* [EXTRACTED TEXT]:

A possibility I just thought of is using one LiFePo cell in series with one standard Li ion 18650 (close to capacity matched). My estimate is that this would result in 8-10A.

Oh HELL no! Don’t mix LiPo and Liion! I sure ain’t gonna do it, y’all are free, of course, to take your own chances!

Jos, I use values in my firmware of 245 and 228 with a 22K resistor paired with the 4.7K normally used. YMMV

So those are the common values, and you adjusted the firmware, that is fair enough. For me changing firmware is out of the question within the foreseeable future, so I hoped to solve this by adjusting the resistor values to match the existing (105C) firmware. But have no clue in which direction to start, I need an educated guess.

I have seen people use a 36k for a 3s setup and 48k for 4s IIRC. Although they still needed fine tuning in the firmware IIRC. Still it shows you need to increase R1.

* [INSTRUCTION 1]: List every resistor value the forum thread mentions.
* [INSTRUCTION 2]: Quote the forum thread word for word from "So those are" to "to increase R1.".

* [RAW RECORDS]:
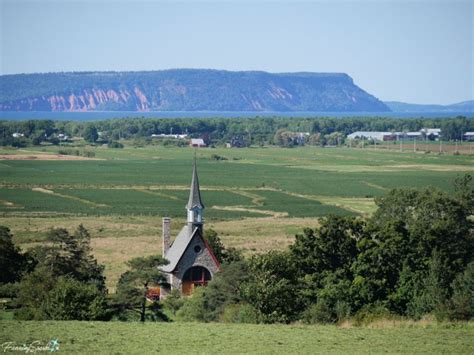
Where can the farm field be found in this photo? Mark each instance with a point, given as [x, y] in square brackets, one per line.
[214, 338]
[256, 198]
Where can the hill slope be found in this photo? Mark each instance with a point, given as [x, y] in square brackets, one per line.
[184, 90]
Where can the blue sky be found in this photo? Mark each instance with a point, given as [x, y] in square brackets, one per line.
[412, 51]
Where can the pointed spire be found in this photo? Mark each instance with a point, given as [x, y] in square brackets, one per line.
[194, 193]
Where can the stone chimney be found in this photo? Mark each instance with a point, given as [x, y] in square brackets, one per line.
[166, 234]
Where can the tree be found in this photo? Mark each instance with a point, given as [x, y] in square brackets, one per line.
[71, 255]
[223, 254]
[273, 288]
[209, 303]
[132, 288]
[406, 231]
[462, 302]
[66, 282]
[91, 134]
[12, 262]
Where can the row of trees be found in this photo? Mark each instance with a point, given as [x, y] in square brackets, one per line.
[258, 130]
[414, 256]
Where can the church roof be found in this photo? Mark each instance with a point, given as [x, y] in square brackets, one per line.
[177, 249]
[194, 193]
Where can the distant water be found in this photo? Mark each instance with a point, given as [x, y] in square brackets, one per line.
[95, 116]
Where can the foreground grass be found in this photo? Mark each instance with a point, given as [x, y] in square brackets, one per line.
[115, 337]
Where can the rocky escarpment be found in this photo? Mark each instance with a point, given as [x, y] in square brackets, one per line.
[184, 90]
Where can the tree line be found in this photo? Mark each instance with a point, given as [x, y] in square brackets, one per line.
[250, 131]
[413, 257]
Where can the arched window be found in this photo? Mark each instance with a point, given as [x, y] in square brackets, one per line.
[193, 277]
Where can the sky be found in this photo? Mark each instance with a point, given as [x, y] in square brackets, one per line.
[400, 50]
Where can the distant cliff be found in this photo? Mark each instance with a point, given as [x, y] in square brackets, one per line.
[184, 90]
[465, 106]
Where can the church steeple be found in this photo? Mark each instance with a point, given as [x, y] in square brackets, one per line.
[195, 205]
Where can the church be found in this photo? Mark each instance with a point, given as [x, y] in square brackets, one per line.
[192, 262]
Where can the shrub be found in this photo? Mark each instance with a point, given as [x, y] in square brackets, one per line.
[173, 302]
[462, 302]
[239, 313]
[74, 300]
[319, 312]
[370, 313]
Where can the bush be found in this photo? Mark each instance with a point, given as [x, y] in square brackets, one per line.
[239, 313]
[74, 300]
[370, 313]
[319, 312]
[193, 309]
[462, 302]
[173, 302]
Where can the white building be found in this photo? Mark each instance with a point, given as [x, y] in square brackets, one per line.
[378, 136]
[197, 143]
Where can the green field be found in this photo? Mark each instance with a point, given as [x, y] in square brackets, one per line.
[185, 338]
[256, 198]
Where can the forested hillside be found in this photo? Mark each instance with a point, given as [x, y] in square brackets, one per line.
[184, 90]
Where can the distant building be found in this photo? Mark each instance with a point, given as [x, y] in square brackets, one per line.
[173, 136]
[376, 136]
[469, 136]
[192, 262]
[431, 133]
[428, 133]
[197, 143]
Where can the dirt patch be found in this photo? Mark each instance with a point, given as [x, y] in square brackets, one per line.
[8, 204]
[74, 198]
[274, 214]
[42, 157]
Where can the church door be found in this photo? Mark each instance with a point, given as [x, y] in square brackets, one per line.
[194, 277]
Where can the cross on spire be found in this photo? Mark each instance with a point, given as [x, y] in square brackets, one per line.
[195, 193]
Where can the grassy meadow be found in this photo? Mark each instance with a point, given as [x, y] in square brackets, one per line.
[185, 338]
[256, 198]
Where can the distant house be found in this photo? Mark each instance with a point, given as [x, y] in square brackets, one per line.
[192, 262]
[197, 143]
[376, 136]
[430, 133]
[173, 136]
[469, 136]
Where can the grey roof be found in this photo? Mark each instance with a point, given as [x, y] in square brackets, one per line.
[178, 248]
[194, 193]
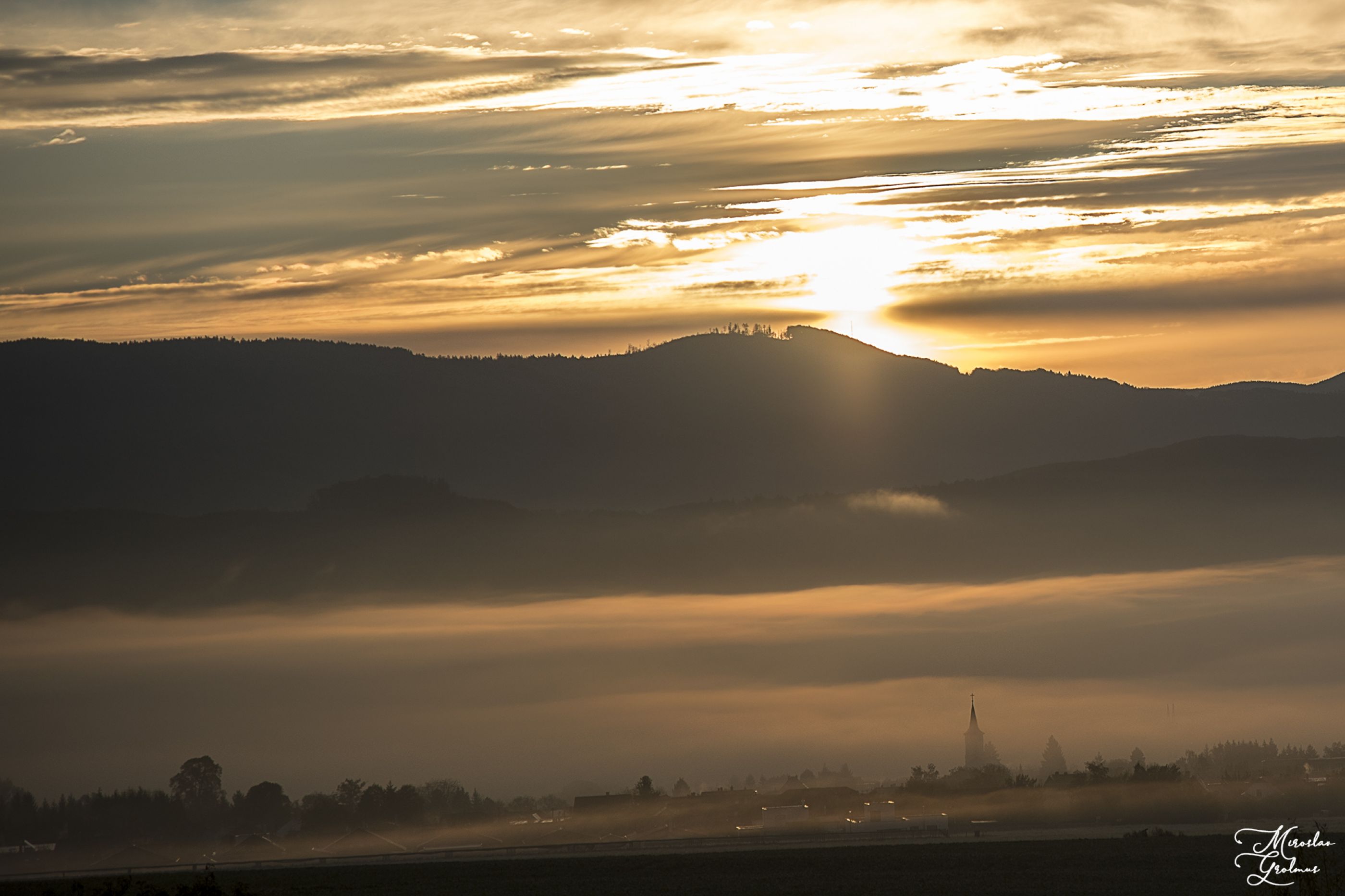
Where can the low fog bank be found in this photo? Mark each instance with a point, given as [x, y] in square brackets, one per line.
[1211, 501]
[528, 697]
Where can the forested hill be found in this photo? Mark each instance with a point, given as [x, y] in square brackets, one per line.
[194, 425]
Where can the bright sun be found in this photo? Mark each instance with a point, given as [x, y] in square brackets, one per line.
[851, 274]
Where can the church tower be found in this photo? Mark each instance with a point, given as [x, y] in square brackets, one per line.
[976, 740]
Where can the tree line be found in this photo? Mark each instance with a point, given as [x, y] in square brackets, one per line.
[196, 805]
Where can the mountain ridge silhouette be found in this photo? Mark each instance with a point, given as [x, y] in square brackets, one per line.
[194, 425]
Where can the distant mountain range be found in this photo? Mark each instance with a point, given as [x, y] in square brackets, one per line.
[1211, 501]
[197, 425]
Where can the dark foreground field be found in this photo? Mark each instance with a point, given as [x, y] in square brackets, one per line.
[1186, 865]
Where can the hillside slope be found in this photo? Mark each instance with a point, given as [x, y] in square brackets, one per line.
[204, 424]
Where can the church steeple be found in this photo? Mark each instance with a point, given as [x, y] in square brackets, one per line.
[976, 740]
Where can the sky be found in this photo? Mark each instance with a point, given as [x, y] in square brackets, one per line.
[526, 699]
[1141, 190]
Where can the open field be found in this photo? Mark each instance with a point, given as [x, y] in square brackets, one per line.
[1187, 865]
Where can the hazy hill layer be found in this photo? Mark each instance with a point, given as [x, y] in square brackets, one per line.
[1212, 501]
[205, 424]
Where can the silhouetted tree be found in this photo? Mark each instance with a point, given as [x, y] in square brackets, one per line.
[197, 786]
[349, 793]
[266, 809]
[645, 789]
[1098, 770]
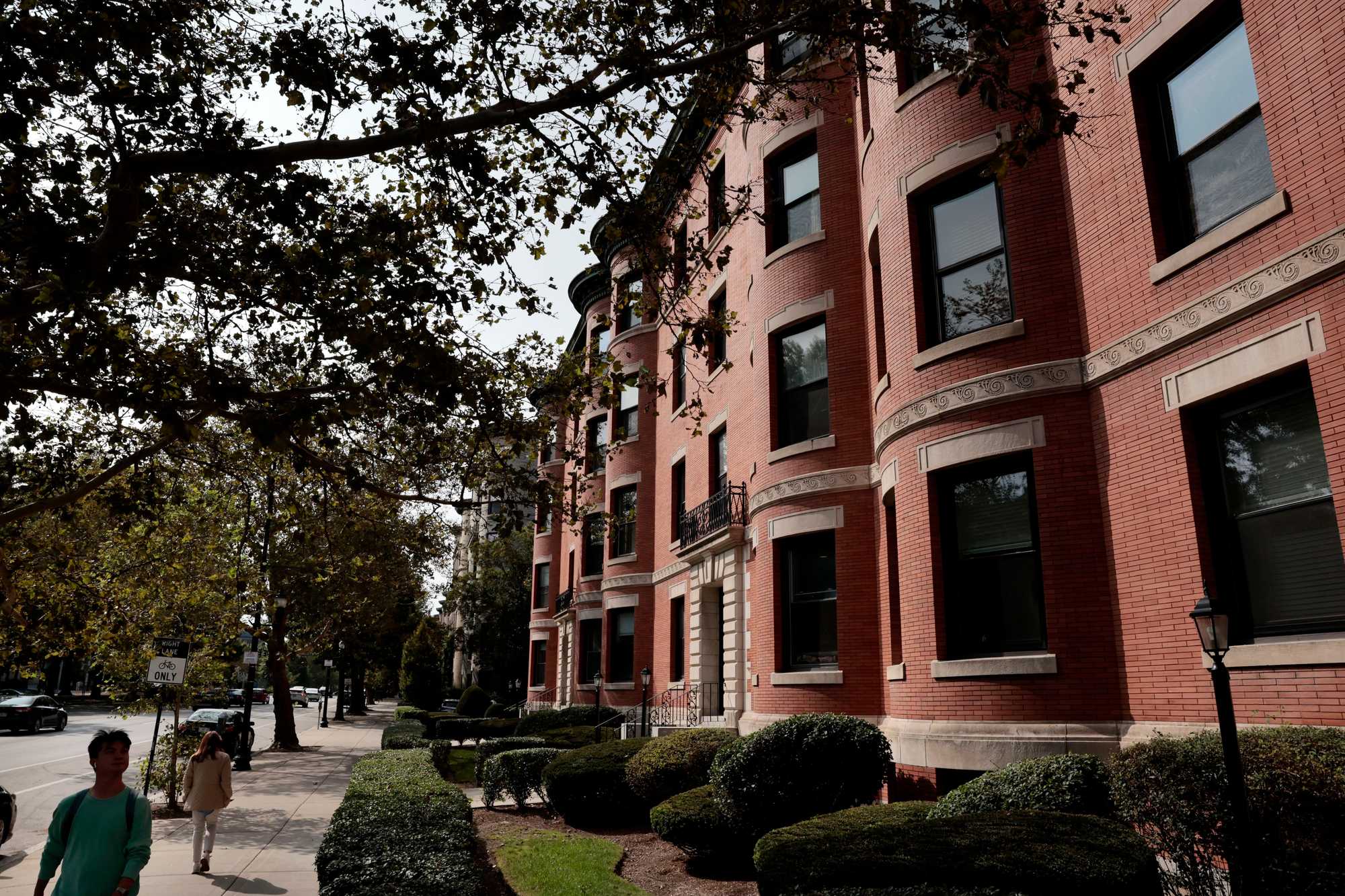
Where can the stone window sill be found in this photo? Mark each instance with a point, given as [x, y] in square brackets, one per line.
[794, 247]
[995, 666]
[820, 677]
[802, 448]
[1230, 232]
[968, 342]
[1284, 653]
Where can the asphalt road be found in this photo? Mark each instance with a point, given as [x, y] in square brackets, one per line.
[46, 767]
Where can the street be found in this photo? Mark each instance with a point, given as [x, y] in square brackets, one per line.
[46, 767]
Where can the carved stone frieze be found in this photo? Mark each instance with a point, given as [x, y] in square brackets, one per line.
[1285, 276]
[818, 483]
[1020, 382]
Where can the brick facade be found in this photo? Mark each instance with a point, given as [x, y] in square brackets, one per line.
[1121, 520]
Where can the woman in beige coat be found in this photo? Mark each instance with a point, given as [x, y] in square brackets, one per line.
[209, 790]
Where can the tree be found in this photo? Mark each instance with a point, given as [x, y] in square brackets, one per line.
[176, 253]
[422, 678]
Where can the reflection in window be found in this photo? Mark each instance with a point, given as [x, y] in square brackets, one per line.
[1217, 134]
[969, 263]
[809, 575]
[804, 409]
[992, 568]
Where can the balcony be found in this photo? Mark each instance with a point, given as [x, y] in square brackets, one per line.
[724, 510]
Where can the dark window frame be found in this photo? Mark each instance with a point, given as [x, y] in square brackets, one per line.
[934, 275]
[777, 163]
[946, 479]
[782, 395]
[787, 549]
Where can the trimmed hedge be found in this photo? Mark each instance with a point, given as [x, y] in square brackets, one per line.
[407, 733]
[588, 784]
[502, 744]
[1175, 791]
[676, 763]
[401, 827]
[568, 717]
[1063, 783]
[474, 702]
[516, 774]
[1035, 853]
[800, 767]
[696, 822]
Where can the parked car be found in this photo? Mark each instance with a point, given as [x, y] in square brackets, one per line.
[32, 713]
[9, 814]
[229, 723]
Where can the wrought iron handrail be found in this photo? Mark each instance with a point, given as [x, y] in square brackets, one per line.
[724, 509]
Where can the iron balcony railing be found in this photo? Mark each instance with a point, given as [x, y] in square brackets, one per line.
[724, 509]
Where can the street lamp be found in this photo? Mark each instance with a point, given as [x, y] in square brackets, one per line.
[1213, 627]
[645, 701]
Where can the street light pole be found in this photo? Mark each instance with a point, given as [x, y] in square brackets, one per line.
[1213, 627]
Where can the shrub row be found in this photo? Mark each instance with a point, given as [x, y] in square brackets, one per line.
[401, 827]
[516, 774]
[1035, 853]
[407, 733]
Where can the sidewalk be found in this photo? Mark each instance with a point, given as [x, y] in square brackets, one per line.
[270, 834]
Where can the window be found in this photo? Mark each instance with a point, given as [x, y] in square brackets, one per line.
[1272, 512]
[597, 446]
[797, 193]
[621, 658]
[968, 261]
[789, 49]
[719, 339]
[718, 201]
[679, 498]
[992, 567]
[541, 585]
[677, 610]
[591, 649]
[880, 319]
[1217, 139]
[539, 676]
[679, 374]
[623, 525]
[719, 460]
[802, 378]
[629, 412]
[633, 291]
[592, 545]
[809, 576]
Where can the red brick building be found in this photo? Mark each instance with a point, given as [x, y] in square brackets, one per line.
[983, 442]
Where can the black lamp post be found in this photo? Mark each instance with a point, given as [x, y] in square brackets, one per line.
[1213, 627]
[645, 701]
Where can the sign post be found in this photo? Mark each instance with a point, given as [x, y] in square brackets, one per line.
[169, 666]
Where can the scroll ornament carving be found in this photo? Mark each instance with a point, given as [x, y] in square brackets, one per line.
[1291, 274]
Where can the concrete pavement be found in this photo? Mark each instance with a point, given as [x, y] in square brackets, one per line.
[270, 834]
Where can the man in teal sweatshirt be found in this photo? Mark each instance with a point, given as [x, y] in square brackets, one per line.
[100, 836]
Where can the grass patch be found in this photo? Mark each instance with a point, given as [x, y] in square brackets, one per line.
[551, 864]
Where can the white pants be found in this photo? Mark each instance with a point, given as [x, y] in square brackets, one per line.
[205, 827]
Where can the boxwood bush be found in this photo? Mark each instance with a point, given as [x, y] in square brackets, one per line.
[696, 822]
[588, 786]
[800, 767]
[407, 733]
[516, 774]
[1035, 853]
[501, 744]
[1063, 783]
[401, 827]
[676, 763]
[1175, 791]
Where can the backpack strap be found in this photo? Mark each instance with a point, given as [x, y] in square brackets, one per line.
[71, 818]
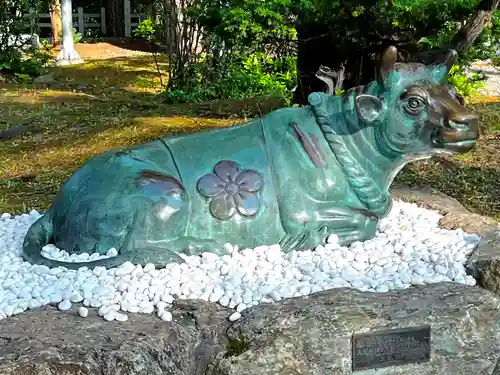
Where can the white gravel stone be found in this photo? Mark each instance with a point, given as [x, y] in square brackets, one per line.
[83, 312]
[409, 249]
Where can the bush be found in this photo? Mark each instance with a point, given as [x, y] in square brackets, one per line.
[17, 56]
[249, 47]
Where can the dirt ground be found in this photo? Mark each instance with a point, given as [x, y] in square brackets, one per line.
[111, 49]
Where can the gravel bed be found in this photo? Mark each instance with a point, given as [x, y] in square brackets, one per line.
[409, 249]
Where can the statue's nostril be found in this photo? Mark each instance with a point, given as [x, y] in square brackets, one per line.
[458, 125]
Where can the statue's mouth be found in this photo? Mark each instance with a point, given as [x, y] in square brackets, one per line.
[456, 137]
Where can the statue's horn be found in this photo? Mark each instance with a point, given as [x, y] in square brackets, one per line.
[450, 59]
[387, 61]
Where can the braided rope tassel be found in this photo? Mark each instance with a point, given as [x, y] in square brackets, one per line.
[362, 184]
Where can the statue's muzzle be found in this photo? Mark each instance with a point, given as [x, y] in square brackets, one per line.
[458, 133]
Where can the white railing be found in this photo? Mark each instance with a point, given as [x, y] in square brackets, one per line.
[80, 20]
[129, 25]
[98, 20]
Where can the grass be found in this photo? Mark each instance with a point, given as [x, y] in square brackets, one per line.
[94, 107]
[112, 103]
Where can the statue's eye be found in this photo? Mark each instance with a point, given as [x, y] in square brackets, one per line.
[414, 105]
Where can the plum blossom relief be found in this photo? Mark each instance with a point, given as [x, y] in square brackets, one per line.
[231, 190]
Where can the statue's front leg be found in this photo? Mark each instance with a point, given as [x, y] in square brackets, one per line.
[307, 230]
[348, 223]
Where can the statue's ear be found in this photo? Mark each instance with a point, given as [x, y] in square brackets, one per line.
[369, 108]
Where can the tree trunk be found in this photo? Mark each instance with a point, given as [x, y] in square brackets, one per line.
[115, 18]
[466, 36]
[55, 21]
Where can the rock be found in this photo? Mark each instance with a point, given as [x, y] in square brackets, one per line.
[307, 336]
[46, 79]
[13, 132]
[313, 336]
[484, 263]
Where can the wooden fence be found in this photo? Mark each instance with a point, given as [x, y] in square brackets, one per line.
[82, 21]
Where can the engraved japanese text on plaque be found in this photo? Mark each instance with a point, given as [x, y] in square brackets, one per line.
[391, 348]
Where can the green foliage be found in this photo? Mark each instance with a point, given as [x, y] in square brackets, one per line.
[17, 56]
[145, 30]
[466, 86]
[250, 46]
[248, 51]
[243, 77]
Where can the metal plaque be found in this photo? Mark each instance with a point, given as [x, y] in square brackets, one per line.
[391, 348]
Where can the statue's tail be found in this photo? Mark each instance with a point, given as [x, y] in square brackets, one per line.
[41, 233]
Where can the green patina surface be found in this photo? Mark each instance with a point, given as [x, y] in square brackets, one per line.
[290, 177]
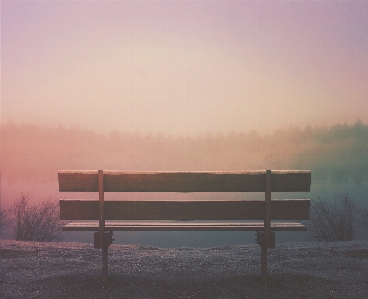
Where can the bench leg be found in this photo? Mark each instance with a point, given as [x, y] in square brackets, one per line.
[105, 248]
[264, 263]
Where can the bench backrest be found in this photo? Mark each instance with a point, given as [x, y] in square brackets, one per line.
[116, 181]
[254, 181]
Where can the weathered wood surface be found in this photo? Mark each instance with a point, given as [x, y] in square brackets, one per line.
[286, 209]
[183, 226]
[117, 181]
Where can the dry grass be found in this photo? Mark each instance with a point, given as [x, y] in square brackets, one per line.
[72, 270]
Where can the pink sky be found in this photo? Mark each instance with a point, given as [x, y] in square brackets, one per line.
[183, 67]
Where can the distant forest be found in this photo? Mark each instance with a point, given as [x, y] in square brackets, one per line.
[338, 153]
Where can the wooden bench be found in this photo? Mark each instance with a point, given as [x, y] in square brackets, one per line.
[185, 215]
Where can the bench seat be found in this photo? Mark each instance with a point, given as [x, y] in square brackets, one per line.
[182, 226]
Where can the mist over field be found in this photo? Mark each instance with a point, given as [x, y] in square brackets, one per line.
[32, 155]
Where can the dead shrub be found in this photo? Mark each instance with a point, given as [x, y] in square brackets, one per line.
[330, 222]
[37, 222]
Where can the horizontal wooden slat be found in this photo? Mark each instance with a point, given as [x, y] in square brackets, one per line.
[287, 209]
[117, 181]
[183, 226]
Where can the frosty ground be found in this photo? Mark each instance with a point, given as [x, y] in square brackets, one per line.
[72, 270]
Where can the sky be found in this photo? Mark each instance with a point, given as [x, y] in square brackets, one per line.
[184, 67]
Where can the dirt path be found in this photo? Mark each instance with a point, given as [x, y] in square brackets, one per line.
[71, 270]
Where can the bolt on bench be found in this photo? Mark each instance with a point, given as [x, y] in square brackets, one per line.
[185, 215]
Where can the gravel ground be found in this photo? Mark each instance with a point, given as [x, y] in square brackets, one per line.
[72, 270]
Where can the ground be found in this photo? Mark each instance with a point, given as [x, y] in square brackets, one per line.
[72, 270]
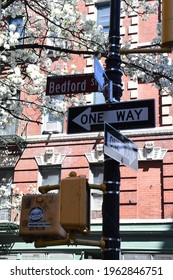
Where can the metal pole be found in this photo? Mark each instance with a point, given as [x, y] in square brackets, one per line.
[110, 210]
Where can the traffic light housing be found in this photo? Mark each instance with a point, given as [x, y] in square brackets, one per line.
[40, 218]
[75, 204]
[167, 23]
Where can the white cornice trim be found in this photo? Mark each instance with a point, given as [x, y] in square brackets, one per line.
[157, 131]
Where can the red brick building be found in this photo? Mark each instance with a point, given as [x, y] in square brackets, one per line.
[46, 155]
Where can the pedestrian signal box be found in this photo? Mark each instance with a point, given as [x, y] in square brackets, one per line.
[75, 204]
[40, 218]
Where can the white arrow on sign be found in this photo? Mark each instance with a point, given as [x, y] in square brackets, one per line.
[120, 148]
[86, 119]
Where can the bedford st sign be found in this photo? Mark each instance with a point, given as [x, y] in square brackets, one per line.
[121, 115]
[71, 84]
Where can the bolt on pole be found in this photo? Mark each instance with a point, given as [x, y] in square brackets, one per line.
[110, 208]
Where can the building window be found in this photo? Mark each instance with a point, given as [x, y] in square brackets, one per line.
[103, 15]
[49, 175]
[19, 24]
[53, 121]
[6, 179]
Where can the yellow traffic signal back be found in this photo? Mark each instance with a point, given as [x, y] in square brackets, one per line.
[75, 203]
[40, 218]
[167, 23]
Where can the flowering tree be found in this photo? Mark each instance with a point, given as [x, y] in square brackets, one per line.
[59, 26]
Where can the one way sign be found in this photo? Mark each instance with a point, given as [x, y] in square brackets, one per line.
[121, 115]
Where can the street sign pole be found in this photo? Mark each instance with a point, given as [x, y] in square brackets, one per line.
[110, 208]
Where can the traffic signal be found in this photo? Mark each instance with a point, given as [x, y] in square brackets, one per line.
[75, 204]
[167, 23]
[40, 218]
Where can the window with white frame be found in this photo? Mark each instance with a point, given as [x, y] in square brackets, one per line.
[18, 22]
[49, 175]
[53, 120]
[6, 180]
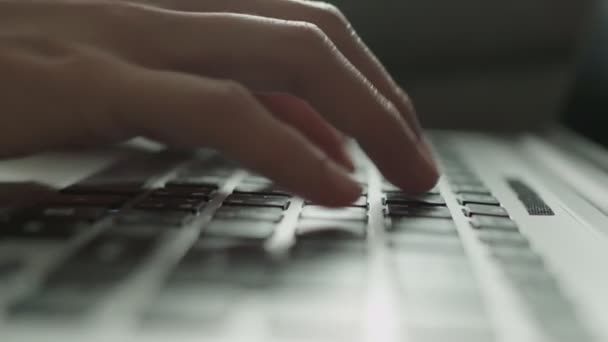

* [CORRECT RESULT 1]: 22K, 4.7K, 36k, 48k

* [CORRECT RESULT 2]:
So those are the common values, and you adjusted the firmware, that is fair enough. For me changing firmware is out of the question within the foreseeable future, so I hoped to solve this by adjusting the resistor values to match the existing (105C) firmware. But have no clue in which direction to start, I need an educated guess.

I have seen people use a 36k for a 3s setup and 48k for 4s IIRC. Although they still needed fine tuning in the firmware IIRC. Still it shows you need to increase R1.